Copy everything in the material from the line containing "195, row 330." down to the line containing "column 181, row 117", swapping "marker" for "dot" and changing nothing else.

> [DATASET EXTRACT]
:::::

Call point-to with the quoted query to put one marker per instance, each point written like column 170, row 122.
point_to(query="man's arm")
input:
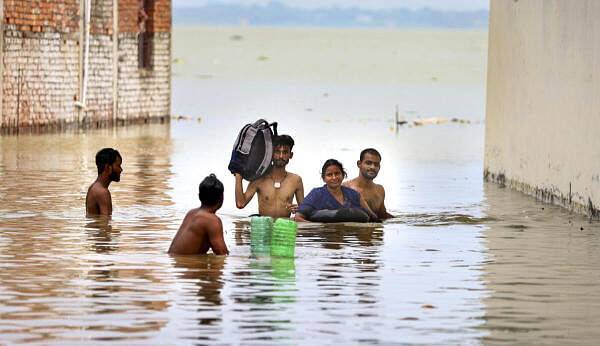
column 300, row 218
column 104, row 202
column 299, row 191
column 215, row 237
column 382, row 212
column 364, row 204
column 299, row 196
column 243, row 198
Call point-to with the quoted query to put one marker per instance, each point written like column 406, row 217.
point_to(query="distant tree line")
column 278, row 14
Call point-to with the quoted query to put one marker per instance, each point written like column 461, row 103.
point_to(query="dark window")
column 144, row 37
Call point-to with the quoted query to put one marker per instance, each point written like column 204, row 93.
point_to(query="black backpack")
column 253, row 150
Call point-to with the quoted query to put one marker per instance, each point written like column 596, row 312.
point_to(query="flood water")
column 464, row 262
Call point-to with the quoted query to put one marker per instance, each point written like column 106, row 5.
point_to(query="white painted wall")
column 543, row 99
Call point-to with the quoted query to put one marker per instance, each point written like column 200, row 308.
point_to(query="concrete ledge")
column 550, row 195
column 64, row 126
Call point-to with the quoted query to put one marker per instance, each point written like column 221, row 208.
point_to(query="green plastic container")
column 283, row 239
column 261, row 228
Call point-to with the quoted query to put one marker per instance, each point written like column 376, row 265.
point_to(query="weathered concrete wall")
column 543, row 100
column 43, row 58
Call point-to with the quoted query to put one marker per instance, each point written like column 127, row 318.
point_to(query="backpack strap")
column 246, row 144
column 267, row 158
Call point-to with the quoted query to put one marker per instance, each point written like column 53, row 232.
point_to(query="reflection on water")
column 463, row 262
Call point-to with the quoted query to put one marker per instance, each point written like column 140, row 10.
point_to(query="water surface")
column 464, row 262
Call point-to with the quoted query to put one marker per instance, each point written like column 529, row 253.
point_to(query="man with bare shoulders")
column 98, row 200
column 201, row 228
column 277, row 188
column 374, row 194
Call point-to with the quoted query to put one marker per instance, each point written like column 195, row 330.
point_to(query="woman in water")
column 332, row 195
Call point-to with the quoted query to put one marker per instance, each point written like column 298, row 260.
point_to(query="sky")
column 458, row 5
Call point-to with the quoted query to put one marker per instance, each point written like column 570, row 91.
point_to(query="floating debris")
column 429, row 121
column 204, row 75
column 461, row 121
column 181, row 117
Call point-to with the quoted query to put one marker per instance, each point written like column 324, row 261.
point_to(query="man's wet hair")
column 210, row 190
column 369, row 151
column 106, row 157
column 283, row 140
column 333, row 162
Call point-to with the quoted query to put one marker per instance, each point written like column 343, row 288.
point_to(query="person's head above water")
column 110, row 160
column 333, row 173
column 210, row 191
column 369, row 151
column 282, row 141
column 369, row 163
column 282, row 150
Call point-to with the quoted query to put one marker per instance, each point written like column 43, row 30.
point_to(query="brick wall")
column 142, row 92
column 42, row 60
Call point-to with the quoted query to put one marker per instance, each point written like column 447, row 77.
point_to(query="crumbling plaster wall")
column 543, row 100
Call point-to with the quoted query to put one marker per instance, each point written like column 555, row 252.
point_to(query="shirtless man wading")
column 201, row 228
column 277, row 188
column 374, row 194
column 98, row 200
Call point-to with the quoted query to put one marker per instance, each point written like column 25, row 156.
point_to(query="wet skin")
column 333, row 178
column 200, row 231
column 373, row 193
column 98, row 200
column 273, row 201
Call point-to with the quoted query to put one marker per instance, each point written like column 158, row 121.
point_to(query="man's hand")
column 292, row 207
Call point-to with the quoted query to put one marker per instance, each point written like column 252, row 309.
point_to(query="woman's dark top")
column 319, row 198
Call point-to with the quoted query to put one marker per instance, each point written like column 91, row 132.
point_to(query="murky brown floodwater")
column 465, row 262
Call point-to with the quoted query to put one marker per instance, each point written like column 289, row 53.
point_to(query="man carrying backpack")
column 277, row 188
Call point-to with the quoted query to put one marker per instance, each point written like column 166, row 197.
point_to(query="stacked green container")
column 261, row 228
column 283, row 239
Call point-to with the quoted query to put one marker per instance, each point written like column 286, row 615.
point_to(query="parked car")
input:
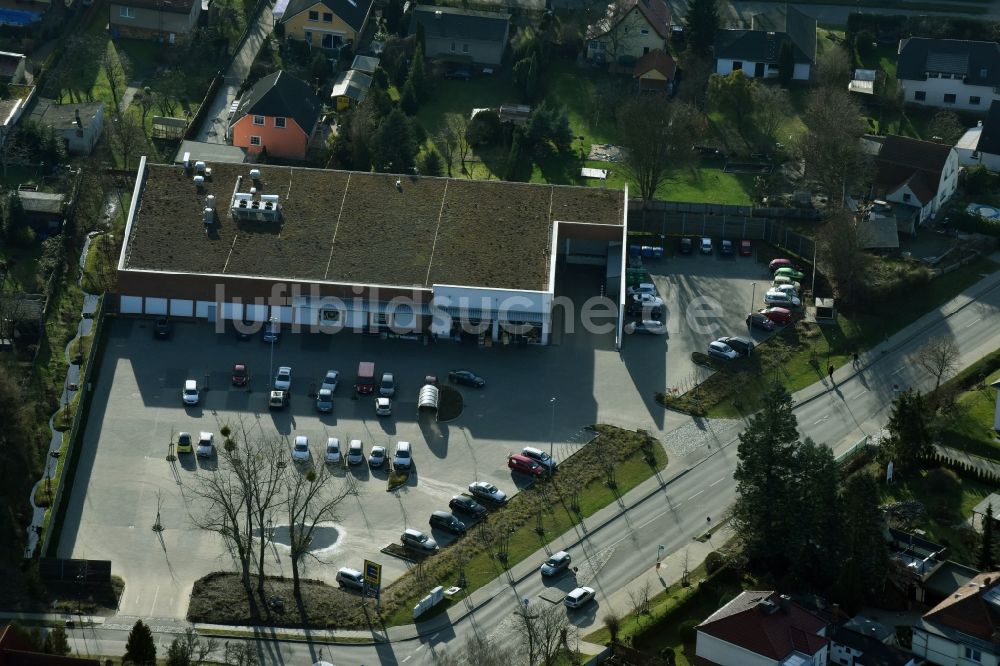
column 376, row 457
column 387, row 387
column 351, row 578
column 333, row 450
column 355, row 452
column 525, row 465
column 487, row 491
column 191, row 395
column 163, row 328
column 539, row 456
column 417, row 540
column 778, row 315
column 556, row 564
column 759, row 320
column 718, row 349
column 330, row 380
column 300, row 449
column 579, row 597
column 447, row 522
column 741, row 345
column 466, row 377
column 403, row 457
column 324, row 401
column 241, row 375
column 467, row 505
column 206, row 445
column 283, row 380
column 184, row 443
column 646, row 326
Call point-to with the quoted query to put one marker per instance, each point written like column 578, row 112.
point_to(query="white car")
column 333, row 451
column 355, row 452
column 191, row 395
column 581, row 596
column 283, row 380
column 483, row 490
column 330, row 381
column 300, row 449
column 206, row 445
column 403, row 458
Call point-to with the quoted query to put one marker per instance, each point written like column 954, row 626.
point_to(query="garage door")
column 131, row 304
column 156, row 306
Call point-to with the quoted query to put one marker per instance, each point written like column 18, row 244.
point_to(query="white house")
column 761, row 628
column 921, row 174
column 965, row 627
column 756, row 52
column 980, row 145
column 949, row 73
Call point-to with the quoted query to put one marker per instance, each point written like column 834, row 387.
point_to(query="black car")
column 162, row 328
column 467, row 505
column 466, row 377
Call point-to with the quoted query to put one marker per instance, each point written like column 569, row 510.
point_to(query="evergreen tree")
column 766, row 465
column 702, row 23
column 140, row 649
column 909, row 440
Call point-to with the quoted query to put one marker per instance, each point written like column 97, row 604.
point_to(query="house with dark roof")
column 921, row 174
column 762, row 628
column 965, row 627
column 460, row 35
column 279, row 113
column 655, row 71
column 326, row 24
column 629, row 30
column 949, row 73
column 169, row 20
column 980, row 145
column 756, row 52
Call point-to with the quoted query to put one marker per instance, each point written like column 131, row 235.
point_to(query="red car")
column 525, row 465
column 778, row 315
column 241, row 375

:::::

> [RESPONSE TO THE EXERCISE]
Call point-to with the quoted query to put one dot per instance, each point written like column 195, row 330.
point_to(query="woman in water")
column 332, row 195
Call point-to with the quoted query to put one dot per instance, each point written like column 298, row 260.
point_to(query="sky")
column 458, row 5
Call point-to with the quoted query to put one dot per instance, each point written like column 570, row 91.
point_to(query="floating debris")
column 429, row 121
column 204, row 75
column 461, row 121
column 181, row 117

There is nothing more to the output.